- [How to complete this task]:
Return every one of the items below unchanged, line for line and character for character.

- [Given data]:
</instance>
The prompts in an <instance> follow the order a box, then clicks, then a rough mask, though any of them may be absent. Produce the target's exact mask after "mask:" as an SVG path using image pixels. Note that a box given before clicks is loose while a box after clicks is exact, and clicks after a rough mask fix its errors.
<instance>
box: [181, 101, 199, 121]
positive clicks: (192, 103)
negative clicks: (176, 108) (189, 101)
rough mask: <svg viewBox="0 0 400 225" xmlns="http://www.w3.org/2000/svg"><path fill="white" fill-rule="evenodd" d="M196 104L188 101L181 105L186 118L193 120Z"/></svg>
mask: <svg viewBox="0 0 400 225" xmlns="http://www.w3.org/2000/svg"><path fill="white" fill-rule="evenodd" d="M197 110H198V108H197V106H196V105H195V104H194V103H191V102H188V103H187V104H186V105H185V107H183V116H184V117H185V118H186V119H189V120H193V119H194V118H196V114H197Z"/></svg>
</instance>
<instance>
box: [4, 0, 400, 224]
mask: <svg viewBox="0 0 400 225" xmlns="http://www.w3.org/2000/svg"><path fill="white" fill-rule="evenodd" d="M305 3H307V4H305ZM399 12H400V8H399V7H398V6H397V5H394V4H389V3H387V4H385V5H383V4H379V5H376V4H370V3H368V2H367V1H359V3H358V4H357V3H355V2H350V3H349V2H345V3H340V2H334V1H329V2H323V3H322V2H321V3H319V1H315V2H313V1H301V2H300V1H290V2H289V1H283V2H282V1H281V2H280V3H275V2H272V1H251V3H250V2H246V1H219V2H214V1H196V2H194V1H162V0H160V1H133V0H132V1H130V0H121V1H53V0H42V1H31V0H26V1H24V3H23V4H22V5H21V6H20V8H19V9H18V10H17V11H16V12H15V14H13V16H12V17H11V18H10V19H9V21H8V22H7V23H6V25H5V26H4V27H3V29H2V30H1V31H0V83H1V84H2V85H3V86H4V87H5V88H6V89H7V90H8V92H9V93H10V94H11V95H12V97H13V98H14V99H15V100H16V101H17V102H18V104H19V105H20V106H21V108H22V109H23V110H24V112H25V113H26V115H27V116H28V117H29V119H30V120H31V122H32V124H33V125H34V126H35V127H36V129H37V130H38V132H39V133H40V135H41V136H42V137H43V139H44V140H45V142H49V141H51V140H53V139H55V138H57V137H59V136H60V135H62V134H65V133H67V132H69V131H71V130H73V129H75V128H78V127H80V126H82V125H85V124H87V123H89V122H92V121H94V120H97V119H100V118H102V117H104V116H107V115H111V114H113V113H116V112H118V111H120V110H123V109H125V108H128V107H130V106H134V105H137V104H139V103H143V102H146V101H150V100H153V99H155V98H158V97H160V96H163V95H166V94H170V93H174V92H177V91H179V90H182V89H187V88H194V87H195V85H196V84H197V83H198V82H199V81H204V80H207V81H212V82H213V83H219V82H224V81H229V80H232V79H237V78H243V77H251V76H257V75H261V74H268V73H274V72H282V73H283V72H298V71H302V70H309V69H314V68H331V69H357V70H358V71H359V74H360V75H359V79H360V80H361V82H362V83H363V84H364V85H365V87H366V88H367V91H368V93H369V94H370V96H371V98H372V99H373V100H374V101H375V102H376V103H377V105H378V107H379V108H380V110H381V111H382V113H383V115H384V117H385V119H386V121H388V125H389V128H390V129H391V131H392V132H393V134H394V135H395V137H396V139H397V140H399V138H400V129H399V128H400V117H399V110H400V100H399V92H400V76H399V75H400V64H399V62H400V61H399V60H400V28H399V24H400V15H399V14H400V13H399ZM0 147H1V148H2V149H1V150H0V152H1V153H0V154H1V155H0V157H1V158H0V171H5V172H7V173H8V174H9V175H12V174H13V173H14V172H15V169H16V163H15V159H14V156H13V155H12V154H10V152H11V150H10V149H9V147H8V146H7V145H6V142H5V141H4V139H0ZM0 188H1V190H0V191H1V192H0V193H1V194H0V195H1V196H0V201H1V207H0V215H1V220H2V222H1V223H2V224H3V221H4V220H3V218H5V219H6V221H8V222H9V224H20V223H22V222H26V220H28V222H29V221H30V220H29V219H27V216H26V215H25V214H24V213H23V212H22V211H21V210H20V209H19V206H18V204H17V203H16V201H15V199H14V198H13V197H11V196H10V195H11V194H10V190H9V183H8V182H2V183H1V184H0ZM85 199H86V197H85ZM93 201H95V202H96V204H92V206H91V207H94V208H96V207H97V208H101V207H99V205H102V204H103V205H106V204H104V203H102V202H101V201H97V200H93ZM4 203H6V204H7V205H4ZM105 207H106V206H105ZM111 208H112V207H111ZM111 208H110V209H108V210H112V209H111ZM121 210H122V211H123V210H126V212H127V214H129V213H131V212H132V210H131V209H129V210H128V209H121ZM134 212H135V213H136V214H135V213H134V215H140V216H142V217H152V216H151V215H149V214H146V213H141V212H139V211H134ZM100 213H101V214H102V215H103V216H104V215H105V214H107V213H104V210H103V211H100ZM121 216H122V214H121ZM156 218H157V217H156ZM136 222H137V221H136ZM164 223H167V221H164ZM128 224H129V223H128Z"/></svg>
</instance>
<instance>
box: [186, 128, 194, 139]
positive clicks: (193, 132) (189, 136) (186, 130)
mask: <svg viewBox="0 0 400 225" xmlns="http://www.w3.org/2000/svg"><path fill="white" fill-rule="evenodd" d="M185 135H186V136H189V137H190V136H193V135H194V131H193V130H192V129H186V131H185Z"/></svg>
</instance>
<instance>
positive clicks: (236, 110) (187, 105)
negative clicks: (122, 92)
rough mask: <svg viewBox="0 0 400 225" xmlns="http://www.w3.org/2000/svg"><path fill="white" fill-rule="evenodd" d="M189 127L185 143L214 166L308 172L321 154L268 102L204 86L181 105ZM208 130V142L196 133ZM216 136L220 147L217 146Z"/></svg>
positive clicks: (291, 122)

- [Response box]:
</instance>
The prompts in an <instance> follow the order a box, then clicks, then a rough mask, though any of them may be absent. Produce the target's exact mask after "mask:" as an SVG path using image pixels. Note that a box given before clicks is loose while a box after clicks is exact, and clicks after a rough mask fix its errors.
<instance>
box: [181, 101, 199, 121]
positive clicks: (192, 103)
negative clicks: (176, 108) (189, 101)
rough mask: <svg viewBox="0 0 400 225" xmlns="http://www.w3.org/2000/svg"><path fill="white" fill-rule="evenodd" d="M196 104L188 101L181 105L186 118L193 120Z"/></svg>
mask: <svg viewBox="0 0 400 225" xmlns="http://www.w3.org/2000/svg"><path fill="white" fill-rule="evenodd" d="M197 110H198V108H197V106H196V105H195V104H194V103H191V102H188V103H187V104H186V105H185V107H183V116H184V117H185V118H186V119H189V120H193V119H194V118H196V114H197Z"/></svg>
</instance>
<instance>
box: [4, 0, 400, 224]
mask: <svg viewBox="0 0 400 225" xmlns="http://www.w3.org/2000/svg"><path fill="white" fill-rule="evenodd" d="M305 3H307V4H305ZM399 12H400V8H399V7H398V6H397V5H394V4H389V3H387V4H385V5H383V4H379V5H376V4H370V3H368V2H367V1H359V3H358V4H357V3H355V2H350V3H349V2H345V3H340V2H334V1H329V2H323V3H322V2H321V3H319V1H315V2H313V1H301V2H300V1H290V2H289V1H283V2H282V1H281V2H280V3H275V2H272V1H251V3H250V2H246V1H219V2H214V1H196V2H194V1H162V0H160V1H133V0H132V1H130V0H121V1H53V0H42V1H31V0H26V1H24V3H23V4H22V5H21V6H20V8H19V9H18V10H17V11H16V12H15V14H13V16H12V17H11V18H10V19H9V21H8V22H7V23H6V25H5V26H4V27H3V29H2V30H1V31H0V83H1V84H2V85H3V86H4V87H5V88H6V89H7V90H8V92H9V93H10V94H11V95H12V97H13V98H14V99H15V100H16V101H17V102H18V104H19V105H20V106H21V108H22V109H23V110H24V112H25V113H26V115H27V116H28V117H29V119H30V120H31V122H32V124H33V125H34V126H35V127H36V129H37V130H38V132H39V133H40V135H41V136H42V137H43V139H44V140H45V142H49V141H51V140H53V139H55V138H57V137H59V136H60V135H62V134H65V133H67V132H69V131H71V130H73V129H75V128H78V127H80V126H82V125H85V124H87V123H89V122H92V121H94V120H97V119H100V118H102V117H104V116H107V115H111V114H113V113H116V112H118V111H120V110H123V109H125V108H128V107H130V106H134V105H137V104H139V103H143V102H146V101H150V100H153V99H155V98H158V97H160V96H163V95H166V94H170V93H174V92H177V91H179V90H182V89H187V88H194V87H195V85H196V84H197V83H198V82H199V81H204V80H207V81H212V82H213V83H219V82H224V81H229V80H232V79H237V78H243V77H251V76H257V75H261V74H268V73H274V72H282V73H283V72H298V71H302V70H309V69H314V68H331V69H357V70H358V71H359V74H360V75H359V79H360V80H361V82H362V83H363V84H364V85H365V87H366V88H367V91H368V93H369V94H370V96H371V98H372V99H373V100H374V101H375V102H376V103H377V105H378V107H379V108H380V110H381V111H382V113H383V115H384V117H385V119H386V121H388V125H389V128H390V129H391V131H392V132H393V134H394V135H395V137H396V139H397V140H399V138H400V129H399V128H400V117H399V110H400V100H399V92H400V76H399V75H400V64H399V62H400V61H399V60H400V28H399V24H400V15H399V14H400V13H399ZM0 147H1V148H2V149H1V150H0V152H1V153H0V154H1V155H0V157H1V158H0V171H5V172H7V173H8V174H9V175H12V174H13V173H14V172H15V169H16V163H15V159H14V156H13V155H12V154H10V152H11V150H10V149H9V147H8V146H7V145H6V142H5V141H4V139H0ZM0 188H1V190H0V191H1V192H0V193H1V194H0V195H1V196H0V201H1V207H0V215H1V220H2V222H1V223H2V224H3V221H4V220H3V218H5V219H6V221H8V222H9V224H20V223H22V222H26V220H28V222H29V221H30V220H29V219H27V216H26V215H25V214H24V213H23V212H22V211H21V210H20V209H19V206H18V204H17V203H16V201H15V199H14V198H13V197H11V196H10V195H11V194H10V190H9V183H8V182H2V183H1V184H0ZM85 199H86V197H85ZM93 201H95V202H96V204H92V206H91V207H94V208H96V207H97V208H101V207H99V205H102V204H103V205H106V204H104V203H102V202H101V201H97V200H93ZM4 203H6V204H7V205H4ZM105 207H106V206H105ZM111 208H112V207H111ZM111 208H110V209H108V210H112V209H111ZM121 210H122V211H123V210H126V212H127V214H129V213H131V212H132V210H131V209H129V210H128V209H121ZM134 212H135V213H136V214H135V213H134V215H140V216H142V217H152V216H151V215H149V214H146V213H141V212H139V211H134ZM100 213H101V214H102V215H103V216H104V215H105V214H107V213H104V210H103V211H100ZM121 216H122V214H121ZM156 218H157V217H156ZM136 222H137V221H136ZM164 223H167V221H164ZM128 224H129V223H128Z"/></svg>
</instance>
<instance>
box: [186, 128, 194, 139]
positive clicks: (193, 132) (189, 136) (186, 130)
mask: <svg viewBox="0 0 400 225" xmlns="http://www.w3.org/2000/svg"><path fill="white" fill-rule="evenodd" d="M185 135H186V136H189V137H190V136H193V135H194V131H193V130H192V129H186V131H185Z"/></svg>
</instance>
<instance>
positive clicks: (236, 110) (187, 105)
negative clicks: (122, 92)
rough mask: <svg viewBox="0 0 400 225" xmlns="http://www.w3.org/2000/svg"><path fill="white" fill-rule="evenodd" d="M189 127L185 143L214 166L308 172L321 154L268 102L204 86L181 105ZM208 130V142L196 133ZM216 136L220 147L217 146Z"/></svg>
positive clicks: (291, 122)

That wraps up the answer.